- _Given instruction_: Copy out the data below word for word, leaving out the pictures.
## begin Given records
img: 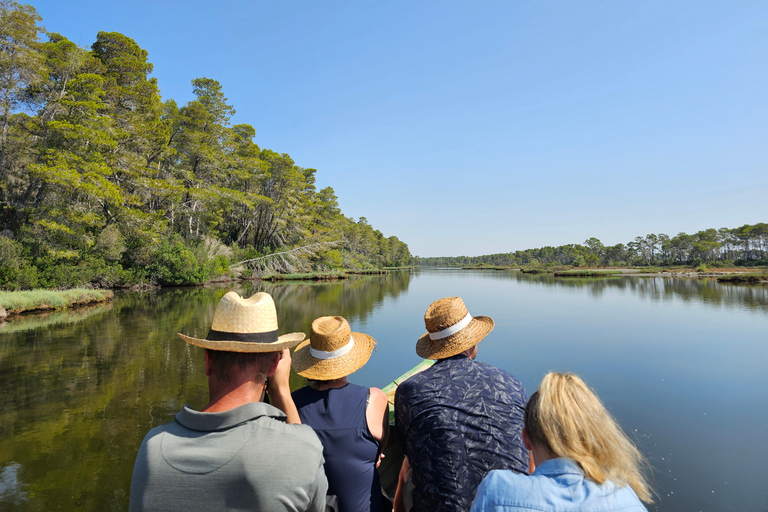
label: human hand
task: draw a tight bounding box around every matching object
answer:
[267,348,291,395]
## end Given records
- _The result_:
img: 
label: human hand
task: draw a tight bounding box around every matching object
answer:
[267,348,291,395]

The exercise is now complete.